What the task requires
When you find the word "tunic" in a line of the entries, please copy the whole line.

Information given: Begin

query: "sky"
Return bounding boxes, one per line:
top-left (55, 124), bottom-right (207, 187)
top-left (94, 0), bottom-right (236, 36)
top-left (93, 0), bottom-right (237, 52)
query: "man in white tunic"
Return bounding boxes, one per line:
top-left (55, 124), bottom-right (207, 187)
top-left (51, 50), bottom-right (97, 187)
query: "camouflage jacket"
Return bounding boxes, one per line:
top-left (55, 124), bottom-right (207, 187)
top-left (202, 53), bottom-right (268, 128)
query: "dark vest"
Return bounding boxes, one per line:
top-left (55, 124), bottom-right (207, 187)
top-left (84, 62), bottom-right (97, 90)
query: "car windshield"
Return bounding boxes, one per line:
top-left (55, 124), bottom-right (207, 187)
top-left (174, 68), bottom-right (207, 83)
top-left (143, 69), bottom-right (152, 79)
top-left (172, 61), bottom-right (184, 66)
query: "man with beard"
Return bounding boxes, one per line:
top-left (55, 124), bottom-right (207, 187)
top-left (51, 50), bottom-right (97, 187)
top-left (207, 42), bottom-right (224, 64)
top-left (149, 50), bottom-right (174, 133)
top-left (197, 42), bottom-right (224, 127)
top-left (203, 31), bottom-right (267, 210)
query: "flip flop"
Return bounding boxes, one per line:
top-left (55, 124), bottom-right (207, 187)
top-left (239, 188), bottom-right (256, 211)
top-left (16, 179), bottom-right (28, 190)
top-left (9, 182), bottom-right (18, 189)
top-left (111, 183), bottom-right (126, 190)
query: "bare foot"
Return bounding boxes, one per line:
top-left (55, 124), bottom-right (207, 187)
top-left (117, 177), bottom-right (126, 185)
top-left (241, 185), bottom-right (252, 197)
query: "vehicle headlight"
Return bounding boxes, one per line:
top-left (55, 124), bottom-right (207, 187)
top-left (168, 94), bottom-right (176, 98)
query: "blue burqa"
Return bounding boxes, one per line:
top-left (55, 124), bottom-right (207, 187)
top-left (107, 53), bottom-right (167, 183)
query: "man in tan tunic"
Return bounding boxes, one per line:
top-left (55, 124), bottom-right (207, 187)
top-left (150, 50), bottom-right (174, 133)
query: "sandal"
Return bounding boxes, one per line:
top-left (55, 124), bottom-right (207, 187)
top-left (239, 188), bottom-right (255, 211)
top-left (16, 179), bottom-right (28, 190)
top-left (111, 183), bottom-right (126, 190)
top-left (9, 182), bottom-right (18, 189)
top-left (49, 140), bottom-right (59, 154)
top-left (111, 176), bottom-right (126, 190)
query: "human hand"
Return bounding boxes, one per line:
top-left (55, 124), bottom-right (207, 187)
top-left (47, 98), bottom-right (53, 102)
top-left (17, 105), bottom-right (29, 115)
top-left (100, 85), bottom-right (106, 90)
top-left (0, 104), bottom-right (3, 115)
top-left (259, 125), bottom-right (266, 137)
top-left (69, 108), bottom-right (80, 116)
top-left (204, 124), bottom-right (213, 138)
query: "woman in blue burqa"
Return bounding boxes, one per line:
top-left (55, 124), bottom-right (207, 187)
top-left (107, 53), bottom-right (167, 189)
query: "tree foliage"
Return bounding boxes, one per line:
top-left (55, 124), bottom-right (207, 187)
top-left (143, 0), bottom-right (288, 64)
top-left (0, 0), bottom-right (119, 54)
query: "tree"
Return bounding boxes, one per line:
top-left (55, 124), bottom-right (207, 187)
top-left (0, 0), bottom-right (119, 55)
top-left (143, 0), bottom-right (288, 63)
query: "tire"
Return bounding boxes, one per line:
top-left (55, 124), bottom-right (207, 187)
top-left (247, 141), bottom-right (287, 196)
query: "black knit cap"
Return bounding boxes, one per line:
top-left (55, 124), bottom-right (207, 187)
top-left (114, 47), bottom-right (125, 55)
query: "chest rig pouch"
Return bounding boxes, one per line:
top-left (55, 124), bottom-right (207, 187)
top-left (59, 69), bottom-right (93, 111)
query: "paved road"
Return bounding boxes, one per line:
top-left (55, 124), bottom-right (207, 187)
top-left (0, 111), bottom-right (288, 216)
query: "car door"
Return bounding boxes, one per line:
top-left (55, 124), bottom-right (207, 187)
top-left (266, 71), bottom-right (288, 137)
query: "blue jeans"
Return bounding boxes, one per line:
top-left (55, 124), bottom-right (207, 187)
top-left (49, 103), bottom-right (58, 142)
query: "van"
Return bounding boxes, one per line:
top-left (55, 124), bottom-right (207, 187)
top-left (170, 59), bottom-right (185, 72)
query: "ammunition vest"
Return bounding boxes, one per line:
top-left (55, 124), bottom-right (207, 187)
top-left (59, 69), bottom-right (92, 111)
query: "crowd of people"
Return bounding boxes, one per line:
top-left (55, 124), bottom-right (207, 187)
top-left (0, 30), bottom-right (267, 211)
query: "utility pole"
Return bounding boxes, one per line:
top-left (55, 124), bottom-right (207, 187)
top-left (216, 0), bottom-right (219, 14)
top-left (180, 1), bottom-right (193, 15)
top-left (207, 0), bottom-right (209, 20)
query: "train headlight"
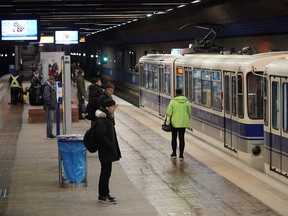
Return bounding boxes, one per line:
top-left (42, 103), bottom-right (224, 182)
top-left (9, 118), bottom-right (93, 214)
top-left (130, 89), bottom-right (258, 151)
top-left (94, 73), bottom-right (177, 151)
top-left (252, 145), bottom-right (262, 156)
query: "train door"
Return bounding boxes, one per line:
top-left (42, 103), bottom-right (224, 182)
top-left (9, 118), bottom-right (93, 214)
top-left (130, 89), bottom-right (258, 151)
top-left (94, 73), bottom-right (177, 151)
top-left (223, 71), bottom-right (237, 151)
top-left (139, 63), bottom-right (145, 107)
top-left (159, 64), bottom-right (172, 116)
top-left (184, 67), bottom-right (193, 102)
top-left (281, 80), bottom-right (288, 174)
top-left (269, 77), bottom-right (287, 174)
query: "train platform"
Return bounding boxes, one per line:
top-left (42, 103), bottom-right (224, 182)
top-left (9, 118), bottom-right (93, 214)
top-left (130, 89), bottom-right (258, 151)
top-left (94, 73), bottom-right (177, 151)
top-left (0, 75), bottom-right (288, 216)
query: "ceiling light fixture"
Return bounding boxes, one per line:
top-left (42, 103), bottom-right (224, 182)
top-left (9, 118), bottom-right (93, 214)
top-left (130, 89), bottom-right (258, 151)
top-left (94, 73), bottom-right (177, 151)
top-left (191, 0), bottom-right (201, 3)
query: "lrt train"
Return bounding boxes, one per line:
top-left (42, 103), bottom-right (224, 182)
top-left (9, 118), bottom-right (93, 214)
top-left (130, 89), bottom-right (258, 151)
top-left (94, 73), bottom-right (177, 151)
top-left (264, 56), bottom-right (288, 184)
top-left (138, 51), bottom-right (288, 185)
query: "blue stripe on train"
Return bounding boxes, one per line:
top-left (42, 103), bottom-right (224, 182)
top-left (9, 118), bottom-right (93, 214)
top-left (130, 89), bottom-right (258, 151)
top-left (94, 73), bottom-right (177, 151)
top-left (140, 89), bottom-right (263, 140)
top-left (264, 131), bottom-right (288, 156)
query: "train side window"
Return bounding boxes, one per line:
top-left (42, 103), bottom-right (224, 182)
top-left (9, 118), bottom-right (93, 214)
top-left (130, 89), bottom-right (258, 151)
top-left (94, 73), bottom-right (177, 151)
top-left (202, 69), bottom-right (211, 108)
top-left (237, 74), bottom-right (244, 118)
top-left (211, 70), bottom-right (222, 111)
top-left (283, 83), bottom-right (288, 132)
top-left (232, 76), bottom-right (237, 116)
top-left (193, 68), bottom-right (202, 105)
top-left (272, 81), bottom-right (279, 130)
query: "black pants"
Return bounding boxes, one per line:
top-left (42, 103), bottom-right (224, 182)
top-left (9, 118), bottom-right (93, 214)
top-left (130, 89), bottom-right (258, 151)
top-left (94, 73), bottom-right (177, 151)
top-left (78, 99), bottom-right (85, 117)
top-left (10, 88), bottom-right (21, 104)
top-left (98, 162), bottom-right (112, 197)
top-left (171, 128), bottom-right (186, 157)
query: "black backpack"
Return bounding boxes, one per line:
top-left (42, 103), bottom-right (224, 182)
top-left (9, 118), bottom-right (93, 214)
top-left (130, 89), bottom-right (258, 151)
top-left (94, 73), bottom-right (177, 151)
top-left (83, 121), bottom-right (98, 153)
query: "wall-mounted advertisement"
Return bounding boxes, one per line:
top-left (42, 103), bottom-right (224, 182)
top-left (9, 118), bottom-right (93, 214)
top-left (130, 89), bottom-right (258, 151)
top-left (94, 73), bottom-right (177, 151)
top-left (1, 19), bottom-right (39, 41)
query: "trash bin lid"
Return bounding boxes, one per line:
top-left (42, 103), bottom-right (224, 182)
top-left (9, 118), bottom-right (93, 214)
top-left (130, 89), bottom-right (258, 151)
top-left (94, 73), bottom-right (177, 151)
top-left (57, 134), bottom-right (83, 141)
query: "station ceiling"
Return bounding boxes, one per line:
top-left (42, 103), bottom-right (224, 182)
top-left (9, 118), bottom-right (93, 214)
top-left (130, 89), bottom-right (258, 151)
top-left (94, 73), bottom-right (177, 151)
top-left (1, 0), bottom-right (288, 45)
top-left (0, 0), bottom-right (211, 37)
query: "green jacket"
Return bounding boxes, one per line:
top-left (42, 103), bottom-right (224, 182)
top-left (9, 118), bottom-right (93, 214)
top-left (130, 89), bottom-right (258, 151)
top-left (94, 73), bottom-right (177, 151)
top-left (166, 95), bottom-right (191, 128)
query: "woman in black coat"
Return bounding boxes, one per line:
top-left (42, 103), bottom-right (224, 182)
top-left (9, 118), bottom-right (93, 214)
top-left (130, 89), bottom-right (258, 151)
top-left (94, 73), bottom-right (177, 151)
top-left (95, 99), bottom-right (121, 204)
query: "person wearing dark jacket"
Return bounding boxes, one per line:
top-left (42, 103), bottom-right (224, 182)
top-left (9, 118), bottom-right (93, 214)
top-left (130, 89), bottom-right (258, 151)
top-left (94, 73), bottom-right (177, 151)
top-left (95, 99), bottom-right (121, 204)
top-left (43, 76), bottom-right (57, 139)
top-left (76, 70), bottom-right (86, 119)
top-left (85, 78), bottom-right (103, 123)
top-left (88, 77), bottom-right (103, 102)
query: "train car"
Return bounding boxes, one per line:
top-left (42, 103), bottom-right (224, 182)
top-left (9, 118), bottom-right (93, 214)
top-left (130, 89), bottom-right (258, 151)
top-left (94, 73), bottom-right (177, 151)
top-left (139, 54), bottom-right (181, 116)
top-left (264, 57), bottom-right (288, 184)
top-left (139, 51), bottom-right (288, 171)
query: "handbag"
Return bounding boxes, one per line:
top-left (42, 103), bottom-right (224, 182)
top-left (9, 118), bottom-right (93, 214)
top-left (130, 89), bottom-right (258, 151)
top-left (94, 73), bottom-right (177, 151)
top-left (162, 116), bottom-right (173, 132)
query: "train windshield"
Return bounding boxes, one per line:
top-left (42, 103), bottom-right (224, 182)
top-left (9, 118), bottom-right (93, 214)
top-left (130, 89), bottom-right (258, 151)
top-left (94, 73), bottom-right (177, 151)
top-left (247, 72), bottom-right (264, 119)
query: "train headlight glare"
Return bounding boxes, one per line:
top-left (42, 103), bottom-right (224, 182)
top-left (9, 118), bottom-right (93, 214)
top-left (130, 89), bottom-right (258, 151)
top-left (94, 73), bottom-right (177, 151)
top-left (252, 146), bottom-right (261, 156)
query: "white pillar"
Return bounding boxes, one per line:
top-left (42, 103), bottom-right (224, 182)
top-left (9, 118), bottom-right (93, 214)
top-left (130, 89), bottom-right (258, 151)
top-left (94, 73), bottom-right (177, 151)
top-left (62, 55), bottom-right (72, 134)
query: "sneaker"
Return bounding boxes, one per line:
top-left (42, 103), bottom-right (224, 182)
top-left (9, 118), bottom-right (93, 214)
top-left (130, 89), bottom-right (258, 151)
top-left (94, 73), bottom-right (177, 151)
top-left (98, 196), bottom-right (117, 204)
top-left (179, 156), bottom-right (184, 161)
top-left (170, 153), bottom-right (176, 159)
top-left (47, 134), bottom-right (56, 139)
top-left (108, 195), bottom-right (117, 201)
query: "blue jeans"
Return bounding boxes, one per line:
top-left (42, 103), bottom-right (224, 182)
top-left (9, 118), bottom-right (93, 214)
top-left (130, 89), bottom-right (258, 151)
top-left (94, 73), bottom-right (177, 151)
top-left (46, 109), bottom-right (54, 136)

Information given: End

Answer space
query: "man in white tunic"
query: "man in tan tunic"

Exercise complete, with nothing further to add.